(Source material begins)

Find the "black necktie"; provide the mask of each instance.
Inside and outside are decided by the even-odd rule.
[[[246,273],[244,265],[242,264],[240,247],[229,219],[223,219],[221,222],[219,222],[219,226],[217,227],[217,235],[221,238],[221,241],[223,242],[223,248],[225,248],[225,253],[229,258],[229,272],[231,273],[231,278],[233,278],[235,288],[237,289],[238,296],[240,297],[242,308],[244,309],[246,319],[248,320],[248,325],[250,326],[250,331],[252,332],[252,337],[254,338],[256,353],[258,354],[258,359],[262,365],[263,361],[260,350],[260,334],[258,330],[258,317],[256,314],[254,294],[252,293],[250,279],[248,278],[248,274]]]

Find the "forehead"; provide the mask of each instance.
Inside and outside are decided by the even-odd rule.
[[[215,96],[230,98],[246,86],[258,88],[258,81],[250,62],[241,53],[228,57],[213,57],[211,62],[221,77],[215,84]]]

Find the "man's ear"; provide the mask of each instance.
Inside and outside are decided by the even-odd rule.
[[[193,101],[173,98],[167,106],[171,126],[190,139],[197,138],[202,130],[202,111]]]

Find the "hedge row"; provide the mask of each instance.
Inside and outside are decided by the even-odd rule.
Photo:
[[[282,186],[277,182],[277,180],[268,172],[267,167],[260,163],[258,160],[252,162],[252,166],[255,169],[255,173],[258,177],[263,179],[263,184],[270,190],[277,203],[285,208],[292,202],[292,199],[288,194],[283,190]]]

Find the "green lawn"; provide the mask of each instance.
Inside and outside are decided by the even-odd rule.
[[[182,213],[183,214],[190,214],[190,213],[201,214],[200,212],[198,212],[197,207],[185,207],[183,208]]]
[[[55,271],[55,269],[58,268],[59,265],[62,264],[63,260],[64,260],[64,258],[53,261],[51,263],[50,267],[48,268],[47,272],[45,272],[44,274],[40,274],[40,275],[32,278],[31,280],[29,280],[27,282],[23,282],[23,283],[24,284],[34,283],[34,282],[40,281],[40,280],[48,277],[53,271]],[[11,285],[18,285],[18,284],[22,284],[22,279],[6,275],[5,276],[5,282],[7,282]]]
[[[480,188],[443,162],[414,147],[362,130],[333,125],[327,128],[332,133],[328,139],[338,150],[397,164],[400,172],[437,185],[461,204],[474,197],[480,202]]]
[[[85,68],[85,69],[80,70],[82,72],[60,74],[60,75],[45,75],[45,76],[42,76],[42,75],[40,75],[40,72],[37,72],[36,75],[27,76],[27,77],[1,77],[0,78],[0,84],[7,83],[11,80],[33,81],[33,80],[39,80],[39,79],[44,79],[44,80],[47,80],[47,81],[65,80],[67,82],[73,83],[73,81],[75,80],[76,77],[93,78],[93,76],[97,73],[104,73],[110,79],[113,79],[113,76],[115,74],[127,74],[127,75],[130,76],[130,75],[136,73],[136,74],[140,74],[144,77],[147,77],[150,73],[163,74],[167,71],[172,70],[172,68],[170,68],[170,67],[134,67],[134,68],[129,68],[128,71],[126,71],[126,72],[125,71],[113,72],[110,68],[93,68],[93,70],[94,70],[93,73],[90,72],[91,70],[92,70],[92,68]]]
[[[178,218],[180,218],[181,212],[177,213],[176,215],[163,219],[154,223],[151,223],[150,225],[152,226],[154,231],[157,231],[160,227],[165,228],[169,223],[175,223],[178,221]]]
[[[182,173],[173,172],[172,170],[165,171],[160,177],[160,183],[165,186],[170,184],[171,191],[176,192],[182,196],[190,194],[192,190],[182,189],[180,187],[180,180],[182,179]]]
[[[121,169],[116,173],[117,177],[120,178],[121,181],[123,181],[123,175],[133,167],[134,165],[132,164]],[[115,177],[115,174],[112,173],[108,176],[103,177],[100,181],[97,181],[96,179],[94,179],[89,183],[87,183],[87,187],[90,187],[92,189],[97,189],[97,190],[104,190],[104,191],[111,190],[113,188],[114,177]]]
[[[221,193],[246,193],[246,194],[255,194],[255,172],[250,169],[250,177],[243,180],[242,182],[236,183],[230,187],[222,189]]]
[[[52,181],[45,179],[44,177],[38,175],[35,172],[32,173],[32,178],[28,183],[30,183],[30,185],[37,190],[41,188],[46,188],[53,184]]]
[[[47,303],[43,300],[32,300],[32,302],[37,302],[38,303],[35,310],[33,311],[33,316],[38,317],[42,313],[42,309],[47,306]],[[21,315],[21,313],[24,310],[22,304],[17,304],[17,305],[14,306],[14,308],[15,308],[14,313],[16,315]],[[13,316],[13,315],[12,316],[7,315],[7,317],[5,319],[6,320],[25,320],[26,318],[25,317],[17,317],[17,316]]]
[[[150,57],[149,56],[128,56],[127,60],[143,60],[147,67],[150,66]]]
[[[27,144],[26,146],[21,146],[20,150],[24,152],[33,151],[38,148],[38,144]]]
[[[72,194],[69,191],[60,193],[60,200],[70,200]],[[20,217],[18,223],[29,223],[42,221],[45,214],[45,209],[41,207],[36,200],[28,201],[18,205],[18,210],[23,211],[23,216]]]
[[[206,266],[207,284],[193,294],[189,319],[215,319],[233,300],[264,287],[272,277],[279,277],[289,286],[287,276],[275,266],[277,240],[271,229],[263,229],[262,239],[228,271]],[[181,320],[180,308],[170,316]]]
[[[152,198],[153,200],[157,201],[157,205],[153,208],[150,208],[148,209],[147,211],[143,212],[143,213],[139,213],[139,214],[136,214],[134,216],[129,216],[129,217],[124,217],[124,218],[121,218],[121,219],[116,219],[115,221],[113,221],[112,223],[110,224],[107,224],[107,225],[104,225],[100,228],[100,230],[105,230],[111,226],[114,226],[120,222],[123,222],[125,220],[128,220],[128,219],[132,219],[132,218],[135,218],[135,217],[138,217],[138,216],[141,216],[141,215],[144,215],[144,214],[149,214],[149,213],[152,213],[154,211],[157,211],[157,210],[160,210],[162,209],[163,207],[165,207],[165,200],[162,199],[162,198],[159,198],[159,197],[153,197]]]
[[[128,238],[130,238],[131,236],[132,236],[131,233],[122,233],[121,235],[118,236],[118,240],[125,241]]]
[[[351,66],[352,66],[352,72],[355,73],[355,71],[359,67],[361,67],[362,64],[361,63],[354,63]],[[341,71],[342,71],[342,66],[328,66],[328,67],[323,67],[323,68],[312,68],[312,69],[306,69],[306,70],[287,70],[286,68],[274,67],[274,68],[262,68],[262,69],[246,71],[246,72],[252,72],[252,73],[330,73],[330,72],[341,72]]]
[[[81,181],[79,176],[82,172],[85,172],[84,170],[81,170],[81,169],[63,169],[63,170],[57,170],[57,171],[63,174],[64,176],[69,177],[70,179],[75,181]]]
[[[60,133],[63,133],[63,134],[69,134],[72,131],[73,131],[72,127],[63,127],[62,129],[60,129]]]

(Source material ends)

* [Activity]: The answer is all of the material, repeated exactly.

* [Exercise solution]:
Find the "black necktie"; provide the mask of each instance.
Inside and outside are decided by the even-odd rule.
[[[246,273],[244,265],[242,264],[240,247],[229,219],[223,219],[221,222],[219,222],[219,226],[217,227],[217,235],[221,238],[221,241],[223,242],[223,248],[225,248],[225,253],[229,258],[229,272],[231,273],[231,278],[233,278],[235,288],[237,289],[238,296],[240,297],[242,308],[244,309],[246,319],[248,320],[248,325],[250,326],[250,331],[252,332],[252,337],[254,338],[256,353],[258,354],[258,359],[262,365],[263,361],[260,350],[260,334],[258,330],[258,317],[256,314],[254,294],[252,293],[250,279],[248,278],[248,274]]]

Find the "forehead"; provide the mask of each instance.
Inside and outside are decided by the even-odd rule.
[[[215,96],[230,98],[246,86],[258,88],[258,81],[250,62],[241,53],[228,57],[213,57],[211,62],[221,77],[215,84]]]

Find the "man's ear"; provide the mask of each instance.
Inside and outside are decided by the even-odd rule.
[[[193,101],[173,98],[167,106],[171,126],[190,139],[197,138],[202,130],[202,111]]]

Find the "hedge row"; provide the mask of each instance.
Inside and outside are decided by the even-odd rule.
Photo:
[[[282,186],[277,182],[277,180],[268,172],[267,167],[260,163],[258,160],[252,162],[252,166],[255,169],[255,173],[258,177],[263,179],[263,184],[270,190],[277,203],[285,208],[292,202],[292,199],[288,194],[283,190]]]

Find the "green lawn"; provide the mask of each instance.
Inside and outside are decided by the even-odd rule.
[[[182,213],[183,214],[190,214],[190,213],[201,214],[200,212],[198,212],[197,207],[185,207],[183,208]]]
[[[55,271],[55,269],[58,268],[59,265],[62,264],[63,260],[64,260],[64,258],[53,261],[51,263],[50,267],[48,268],[47,272],[45,272],[44,274],[40,274],[40,275],[32,278],[31,280],[29,280],[27,282],[23,282],[23,283],[24,284],[34,283],[34,282],[40,281],[40,280],[48,277],[53,271]],[[11,285],[18,285],[18,284],[22,284],[22,279],[6,275],[5,276],[5,282],[7,282]]]
[[[480,188],[443,162],[414,147],[362,130],[333,125],[327,128],[332,133],[328,139],[338,150],[397,164],[400,172],[437,185],[461,204],[474,197],[480,202]]]
[[[85,68],[85,69],[80,70],[82,72],[60,74],[60,75],[45,75],[45,76],[42,76],[42,75],[40,75],[40,72],[37,72],[36,75],[27,76],[27,77],[1,77],[0,78],[0,84],[7,83],[11,80],[33,81],[33,80],[39,80],[39,79],[44,79],[44,80],[47,80],[47,81],[65,80],[67,82],[73,83],[73,81],[75,80],[76,77],[93,78],[93,76],[97,73],[104,73],[110,79],[113,79],[113,76],[115,74],[127,74],[127,75],[130,76],[130,75],[136,73],[136,74],[140,74],[144,77],[147,77],[150,73],[163,74],[167,71],[172,70],[172,68],[170,68],[170,67],[134,67],[134,68],[129,68],[128,71],[126,71],[126,72],[125,71],[113,72],[110,68],[93,68],[93,70],[94,70],[93,73],[90,72],[91,70],[92,70],[92,68]]]
[[[178,218],[180,218],[181,212],[177,213],[176,215],[163,219],[154,223],[151,223],[150,225],[152,226],[154,231],[157,231],[160,227],[165,228],[169,223],[175,223],[178,221]]]
[[[182,173],[173,172],[172,170],[165,171],[160,177],[160,183],[165,186],[170,184],[171,191],[176,192],[182,196],[190,194],[192,190],[182,189],[180,187],[180,180],[182,179]]]
[[[121,169],[116,173],[117,177],[120,178],[121,181],[123,181],[123,175],[133,167],[134,165],[132,164]],[[115,177],[115,174],[112,173],[108,176],[103,177],[100,181],[97,181],[96,179],[94,179],[89,183],[87,183],[87,187],[90,187],[92,189],[97,189],[97,190],[104,190],[104,191],[111,190],[113,188],[114,177]]]
[[[221,193],[246,193],[246,194],[255,194],[255,172],[250,169],[250,177],[243,180],[242,182],[236,183],[230,187],[222,189]]]
[[[52,181],[45,179],[44,177],[38,175],[35,172],[32,173],[32,178],[28,183],[30,183],[30,185],[37,190],[41,188],[46,188],[53,184]]]
[[[47,303],[43,300],[32,300],[32,302],[37,302],[38,303],[35,310],[33,311],[33,316],[38,317],[42,313],[42,309],[47,306]],[[21,315],[21,313],[24,310],[22,304],[17,304],[17,305],[14,306],[14,308],[15,308],[14,313],[16,315]],[[13,316],[13,315],[12,316],[7,315],[7,317],[5,319],[6,320],[25,320],[26,318],[25,317],[17,317],[17,316]]]
[[[150,57],[149,56],[128,56],[127,60],[143,60],[147,67],[150,66]]]
[[[27,144],[26,146],[21,146],[20,150],[24,152],[33,151],[38,148],[38,144]]]
[[[72,194],[69,191],[60,193],[60,200],[70,200]],[[20,217],[18,223],[29,223],[42,221],[45,214],[45,209],[41,207],[36,200],[28,201],[18,205],[18,210],[23,211],[23,216]]]
[[[206,266],[207,284],[193,294],[189,319],[215,319],[233,300],[264,287],[272,277],[279,277],[289,286],[287,276],[275,266],[277,240],[271,229],[263,229],[262,239],[228,271]],[[181,320],[180,308],[170,316]]]
[[[152,198],[153,200],[157,201],[157,205],[153,208],[150,208],[148,209],[147,211],[143,212],[143,213],[139,213],[139,214],[136,214],[134,216],[129,216],[129,217],[124,217],[124,218],[121,218],[121,219],[116,219],[115,221],[113,221],[112,223],[110,224],[107,224],[107,225],[104,225],[100,228],[100,230],[105,230],[111,226],[114,226],[120,222],[123,222],[125,220],[128,220],[128,219],[132,219],[132,218],[135,218],[135,217],[138,217],[138,216],[141,216],[141,215],[144,215],[144,214],[149,214],[149,213],[152,213],[154,211],[157,211],[157,210],[160,210],[162,209],[163,207],[165,207],[165,200],[162,199],[162,198],[159,198],[159,197],[153,197]]]
[[[128,238],[130,238],[131,236],[132,236],[131,233],[122,233],[121,235],[118,236],[118,240],[125,241]]]
[[[351,66],[352,66],[352,72],[355,73],[355,71],[359,67],[361,67],[362,64],[361,63],[354,63]],[[341,71],[342,71],[342,66],[328,66],[328,67],[323,67],[323,68],[312,68],[312,69],[306,69],[306,70],[287,70],[286,68],[274,67],[274,68],[262,68],[262,69],[246,71],[246,72],[252,72],[252,73],[330,73],[330,72],[341,72]]]
[[[81,181],[79,176],[82,172],[85,172],[84,170],[81,170],[81,169],[63,169],[63,170],[57,170],[57,171],[63,174],[64,176],[69,177],[70,179],[75,181]]]
[[[60,133],[63,133],[63,134],[69,134],[72,131],[73,131],[72,127],[63,127],[62,129],[60,129]]]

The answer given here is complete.